*Written request 1*: In the interview, which institution is the interviewee creating a fictional identity for?
*Written request 2*: Rewrite the part of the interview between "It was such" and "colour as well.", inclusive, with "jaded" changed to "weary".

*Document excerpt*:
It was such a low point in my life. I was so jaded and had absolutely no desire to continue. But over time, I reminded myself why I was here and slowly but surely, I began to heal by spending some time away from school, before returning and meeting and surrounding myself with people who cared about me and wanted me to succeed. While I still have a lot more to work on, my time at university really allowed me to become more open about who I am, not only as an Asian American, but as a queer person of colour as well.
INT: You have a particular interest in merging culture with technology – can you tell us a bit more about that?
Of course. I was born during a time when the Internet was just starting to find its footing and throughout my childhood and adolescence, I practically grew up on the internet. It was through my interactions with technology such as the internet, and its profound impact on my life, that led me to want to explore the symbiotic relationship of how technology impacts our everyday lives and how technology is developed based off of how it affects us.
I think we are at a crucial stage of technology with the burgeoning development of artificial intelligence, augmented reality and virtual reality – technologies that I researched and looked into for my project ART/FICIAL and for the Museum of Stolen Art – so I think it will be exciting to see how it will impact future generations (like the internet did for me), and how we interact with each other and the world on an even larger scale.
INT: Can you describe a project you’re most proud of and why?
AL: The project that I’m most proud of is actually one I’m currently working on at the moment: a fictional identity for the Los Angeles Public Library. I chose to rebrand LAPL because it’s arguably the largest institution in Los Angeles, where people of all kinds (including those who are underprivileged and need it most) can visit and have free, open access to information and opportunities. Besides books, they also have an extensive photo archive which influenced a real project in the ‘90s called Shades of L.A. in which the library had scanned, documented, and archived thousands of family photographs from various communities of colour in Los Angeles.
So, for this redesign, I went into the Shades of L.A. archives, curated, and designed a book accompanying the original Shades of L.A. project since I think it’s important (especially with what is happening on in the world today) to let people of colour know that they matter, by placing value on their history. I remember the library being a place I frequented every week as a child so I think it was quite nice to work on an institution that was created for you and others like you.
INT: Is there a particular person who has shaped your university experience or creative outlook?
AL: Stephen Serrato. He was my instructor for my first term at ArtCenter, my fourth term and my eighth and last term at the school, so it feels like a full circle moment to start and end my time at ArtCenter with him. I’ve admired his work and always appreciated his feedback so it was quite nice to have somebody who you aspire to be in the future witness your progression and growth as a designer.

*Records*:
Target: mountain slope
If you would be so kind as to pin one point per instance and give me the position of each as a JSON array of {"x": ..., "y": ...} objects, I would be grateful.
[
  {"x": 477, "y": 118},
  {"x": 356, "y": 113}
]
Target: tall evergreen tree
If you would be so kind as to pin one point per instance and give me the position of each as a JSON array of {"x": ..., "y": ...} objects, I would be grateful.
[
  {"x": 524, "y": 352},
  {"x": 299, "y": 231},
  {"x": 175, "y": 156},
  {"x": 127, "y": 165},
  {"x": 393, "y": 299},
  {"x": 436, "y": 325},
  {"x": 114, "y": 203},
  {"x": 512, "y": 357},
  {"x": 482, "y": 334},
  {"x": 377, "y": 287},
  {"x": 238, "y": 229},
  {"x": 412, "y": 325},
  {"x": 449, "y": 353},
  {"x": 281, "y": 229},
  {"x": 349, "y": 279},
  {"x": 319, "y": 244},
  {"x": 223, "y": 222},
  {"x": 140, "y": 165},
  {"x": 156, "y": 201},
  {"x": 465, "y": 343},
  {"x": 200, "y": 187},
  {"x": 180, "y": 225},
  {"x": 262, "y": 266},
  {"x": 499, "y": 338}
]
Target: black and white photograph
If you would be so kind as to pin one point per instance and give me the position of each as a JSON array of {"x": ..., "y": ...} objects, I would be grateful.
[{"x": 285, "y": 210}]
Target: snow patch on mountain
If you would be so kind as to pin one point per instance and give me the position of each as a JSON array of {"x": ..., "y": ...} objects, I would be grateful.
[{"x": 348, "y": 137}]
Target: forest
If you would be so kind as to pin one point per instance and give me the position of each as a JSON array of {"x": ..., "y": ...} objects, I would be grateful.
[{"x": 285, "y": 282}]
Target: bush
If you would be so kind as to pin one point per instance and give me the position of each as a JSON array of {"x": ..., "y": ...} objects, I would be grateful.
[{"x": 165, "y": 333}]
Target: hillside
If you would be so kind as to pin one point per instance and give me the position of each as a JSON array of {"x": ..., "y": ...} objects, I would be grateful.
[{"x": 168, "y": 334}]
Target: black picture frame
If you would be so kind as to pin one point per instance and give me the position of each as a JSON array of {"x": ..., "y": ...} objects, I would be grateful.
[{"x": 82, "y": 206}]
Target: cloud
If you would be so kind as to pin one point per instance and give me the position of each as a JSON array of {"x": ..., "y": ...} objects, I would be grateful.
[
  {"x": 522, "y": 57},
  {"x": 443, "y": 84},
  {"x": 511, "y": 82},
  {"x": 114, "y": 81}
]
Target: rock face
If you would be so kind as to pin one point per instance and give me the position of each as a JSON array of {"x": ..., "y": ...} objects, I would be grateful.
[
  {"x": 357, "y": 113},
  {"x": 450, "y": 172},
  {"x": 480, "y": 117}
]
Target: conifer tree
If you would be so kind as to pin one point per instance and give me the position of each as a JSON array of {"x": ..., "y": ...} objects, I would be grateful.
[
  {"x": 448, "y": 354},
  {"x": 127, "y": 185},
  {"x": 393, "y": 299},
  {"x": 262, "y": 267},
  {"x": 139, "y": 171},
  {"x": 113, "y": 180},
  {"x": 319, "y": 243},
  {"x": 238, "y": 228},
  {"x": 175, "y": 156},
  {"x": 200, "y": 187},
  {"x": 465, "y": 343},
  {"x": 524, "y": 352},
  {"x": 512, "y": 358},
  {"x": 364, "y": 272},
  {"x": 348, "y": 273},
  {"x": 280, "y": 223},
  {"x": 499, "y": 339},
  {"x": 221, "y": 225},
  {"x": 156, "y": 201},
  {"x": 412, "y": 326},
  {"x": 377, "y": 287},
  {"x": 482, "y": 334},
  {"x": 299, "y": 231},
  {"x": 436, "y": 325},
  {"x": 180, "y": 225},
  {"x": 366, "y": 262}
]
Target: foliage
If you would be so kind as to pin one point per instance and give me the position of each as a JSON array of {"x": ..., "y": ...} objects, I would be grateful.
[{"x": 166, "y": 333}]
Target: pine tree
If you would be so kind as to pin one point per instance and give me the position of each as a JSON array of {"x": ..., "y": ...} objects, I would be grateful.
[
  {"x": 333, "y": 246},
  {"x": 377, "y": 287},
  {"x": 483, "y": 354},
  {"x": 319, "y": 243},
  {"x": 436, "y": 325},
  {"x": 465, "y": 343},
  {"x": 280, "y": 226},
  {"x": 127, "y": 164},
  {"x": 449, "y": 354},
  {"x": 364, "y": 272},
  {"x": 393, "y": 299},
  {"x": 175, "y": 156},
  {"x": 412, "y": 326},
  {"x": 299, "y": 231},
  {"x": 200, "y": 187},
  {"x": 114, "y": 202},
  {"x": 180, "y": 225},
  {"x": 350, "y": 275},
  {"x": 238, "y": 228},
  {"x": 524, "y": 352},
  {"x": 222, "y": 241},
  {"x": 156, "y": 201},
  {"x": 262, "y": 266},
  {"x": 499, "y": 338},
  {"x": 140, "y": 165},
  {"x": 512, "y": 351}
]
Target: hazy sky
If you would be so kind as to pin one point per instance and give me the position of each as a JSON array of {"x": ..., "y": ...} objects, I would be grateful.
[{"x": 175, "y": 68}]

*Answer 1*: The Los Angeles Public Library.

*Answer 2*:
It was such a low point in my life. I was so weary and had absolutely no desire to continue. But over time, I reminded myself why I was here and slowly but surely, I began to heal by spending some time away from school, before returning and meeting and surrounding myself with people who cared about me and wanted me to succeed. While I still have a lot more to work on, my time at university really allowed me to become more open about who I am, not only as an Asian American, but as a queer person of colour as well.